====== EXERCISE DATA ======
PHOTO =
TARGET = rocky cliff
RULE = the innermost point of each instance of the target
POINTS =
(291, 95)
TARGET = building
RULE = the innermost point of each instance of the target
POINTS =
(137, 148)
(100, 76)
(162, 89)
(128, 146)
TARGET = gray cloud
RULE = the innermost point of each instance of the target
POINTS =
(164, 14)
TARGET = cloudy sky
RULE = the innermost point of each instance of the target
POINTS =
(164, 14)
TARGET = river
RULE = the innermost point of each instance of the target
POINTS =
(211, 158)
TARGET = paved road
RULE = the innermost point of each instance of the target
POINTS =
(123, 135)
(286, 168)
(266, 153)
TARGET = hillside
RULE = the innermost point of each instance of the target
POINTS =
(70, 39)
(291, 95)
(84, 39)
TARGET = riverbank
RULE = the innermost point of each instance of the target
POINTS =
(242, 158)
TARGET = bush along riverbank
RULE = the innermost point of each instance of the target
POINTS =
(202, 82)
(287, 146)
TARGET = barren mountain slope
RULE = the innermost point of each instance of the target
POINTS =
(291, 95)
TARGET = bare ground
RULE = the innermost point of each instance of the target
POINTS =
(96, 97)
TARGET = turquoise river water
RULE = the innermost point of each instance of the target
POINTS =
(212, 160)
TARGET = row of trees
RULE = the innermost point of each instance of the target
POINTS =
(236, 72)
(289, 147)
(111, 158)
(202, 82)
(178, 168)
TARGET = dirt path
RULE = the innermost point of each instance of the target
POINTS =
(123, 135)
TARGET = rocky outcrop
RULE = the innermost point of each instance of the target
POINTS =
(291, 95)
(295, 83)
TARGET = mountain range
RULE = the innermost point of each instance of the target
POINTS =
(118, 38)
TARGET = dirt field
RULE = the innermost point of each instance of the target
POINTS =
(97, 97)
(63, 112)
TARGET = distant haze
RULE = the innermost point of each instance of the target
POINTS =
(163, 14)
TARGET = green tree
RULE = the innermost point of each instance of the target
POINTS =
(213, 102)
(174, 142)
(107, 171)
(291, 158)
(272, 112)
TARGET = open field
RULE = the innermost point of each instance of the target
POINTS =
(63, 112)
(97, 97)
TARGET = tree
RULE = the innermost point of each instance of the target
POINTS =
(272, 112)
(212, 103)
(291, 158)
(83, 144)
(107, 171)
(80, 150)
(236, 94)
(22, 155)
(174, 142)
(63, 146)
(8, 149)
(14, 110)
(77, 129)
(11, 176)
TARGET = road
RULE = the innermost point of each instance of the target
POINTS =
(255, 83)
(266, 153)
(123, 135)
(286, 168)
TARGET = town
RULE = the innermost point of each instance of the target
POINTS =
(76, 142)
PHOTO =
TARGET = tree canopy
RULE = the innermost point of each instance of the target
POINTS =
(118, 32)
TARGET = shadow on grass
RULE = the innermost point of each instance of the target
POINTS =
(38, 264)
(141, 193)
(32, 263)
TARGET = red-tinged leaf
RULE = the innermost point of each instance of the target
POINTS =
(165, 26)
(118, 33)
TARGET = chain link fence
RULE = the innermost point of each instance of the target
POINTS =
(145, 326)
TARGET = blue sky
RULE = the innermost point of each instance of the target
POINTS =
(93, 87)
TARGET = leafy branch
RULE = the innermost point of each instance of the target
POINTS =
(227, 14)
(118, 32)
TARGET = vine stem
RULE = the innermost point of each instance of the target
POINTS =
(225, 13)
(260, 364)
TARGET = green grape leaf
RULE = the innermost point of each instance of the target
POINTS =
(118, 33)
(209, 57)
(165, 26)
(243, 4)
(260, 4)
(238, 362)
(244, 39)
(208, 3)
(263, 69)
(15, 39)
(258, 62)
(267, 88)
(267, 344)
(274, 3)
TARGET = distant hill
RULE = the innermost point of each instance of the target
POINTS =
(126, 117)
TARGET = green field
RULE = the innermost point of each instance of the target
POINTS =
======
## EXERCISE INSTRUCTIONS:
Transcribe the records above from the line holding "TARGET = cloudy sky" down to the line holding "TARGET = barren mountain slope", inclusive, without adding anything.

## OUTPUT:
TARGET = cloudy sky
RULE = the innermost point of each instance of the target
POINTS =
(164, 14)
TARGET = river
RULE = the innermost point of each instance of the target
POINTS =
(211, 158)
TARGET = paved road
RULE = the innermost point of each instance of the target
POINTS =
(123, 135)
(286, 168)
(266, 153)
TARGET = hillside
RULE = the innermost point of each instance of the target
POINTS =
(70, 39)
(291, 95)
(84, 39)
TARGET = riverbank
RULE = the innermost point of each instance of the target
POINTS =
(242, 158)
TARGET = bush along riverbank
RULE = the innermost point of each instance of the target
POINTS =
(202, 82)
(287, 146)
TARGET = barren mountain slope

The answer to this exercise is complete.